— BEGIN Available records —

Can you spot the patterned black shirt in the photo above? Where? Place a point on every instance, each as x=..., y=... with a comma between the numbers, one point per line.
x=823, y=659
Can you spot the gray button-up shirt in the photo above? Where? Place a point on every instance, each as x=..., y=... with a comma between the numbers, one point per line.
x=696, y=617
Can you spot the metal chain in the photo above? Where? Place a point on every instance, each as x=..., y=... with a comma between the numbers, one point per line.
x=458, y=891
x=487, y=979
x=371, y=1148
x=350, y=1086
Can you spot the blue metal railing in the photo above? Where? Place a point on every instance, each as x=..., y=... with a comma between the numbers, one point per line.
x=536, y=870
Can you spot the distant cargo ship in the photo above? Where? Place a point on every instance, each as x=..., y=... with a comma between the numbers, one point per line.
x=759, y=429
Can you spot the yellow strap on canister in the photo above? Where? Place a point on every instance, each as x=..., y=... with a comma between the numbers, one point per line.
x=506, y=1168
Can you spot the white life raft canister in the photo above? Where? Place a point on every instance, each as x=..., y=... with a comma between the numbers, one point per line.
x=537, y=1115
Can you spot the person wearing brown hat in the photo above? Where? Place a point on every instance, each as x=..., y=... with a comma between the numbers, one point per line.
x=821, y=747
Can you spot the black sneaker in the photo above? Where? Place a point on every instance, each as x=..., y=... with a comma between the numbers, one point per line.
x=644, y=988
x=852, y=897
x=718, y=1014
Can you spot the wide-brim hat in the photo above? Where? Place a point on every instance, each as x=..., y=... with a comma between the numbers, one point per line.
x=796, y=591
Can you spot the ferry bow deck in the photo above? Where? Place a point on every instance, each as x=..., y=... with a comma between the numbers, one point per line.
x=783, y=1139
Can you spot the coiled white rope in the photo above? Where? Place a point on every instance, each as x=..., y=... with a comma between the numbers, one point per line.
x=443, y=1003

— END Available records —

Reproduce all of the records above verbatim, line for line and in their original order.

## Output of the task
Can you spot the patterned black shirt in the photo above? Where? Place a point on every instance, each as x=..., y=... with a comma between the numbers, one point per line.
x=823, y=659
Can you spot the gray button-up shirt in the photo above? Where? Place a point on every instance, each as x=..., y=... with a comma between the numbers, one point per line.
x=696, y=617
Can you spot the metal chain in the photo above? Where? Place a point on every instance, each as x=..., y=... with a comma between the numbers, one point per line.
x=458, y=891
x=487, y=979
x=371, y=1148
x=350, y=1086
Can you spot the blue metal railing in the photo above? Where? Place a point on every instance, each as x=..., y=... with a comma between the numbers, one point per line.
x=536, y=870
Can you spot the distant cargo ship in the photo above? Where? Place a point on every instance, each as x=..., y=... with a comma between the numbers, one point per line.
x=759, y=429
Can you spot the yellow strap on canister in the photo above? Where? Place a point on every instance, each as x=..., y=... with a comma between the numbers, one point per line.
x=506, y=1168
Can you spot the white life raft canister in the photo above? Where? Place a point on every instance, each as x=..., y=... with a comma between the numbers, one point per line.
x=537, y=1115
Can you spot the person wearing brown hat in the photo above? Where? Place a point on every instance, each as x=..., y=... with a comma between the numbers, one point per line.
x=821, y=747
Can you spot the black sneaker in the photo above? Where? Place a point on every instance, each as x=..., y=... with a comma between the numbers, one point per line.
x=644, y=988
x=852, y=897
x=718, y=1014
Can you spot the wide-brim hat in the photo above? Where? Place a point on every instance, each as x=..., y=... with a comma between the numbers, one point per line.
x=796, y=591
Can you spot the ferry bow deck in the photo above? Where? Place a point on every instance, each as x=..., y=... with a comma between the numbers, one point per line.
x=783, y=1139
Can you spot the coiled white rope in the photo above? Where? Place a point on every instance, each as x=..., y=... with a comma between the numbers, one point per line.
x=443, y=1003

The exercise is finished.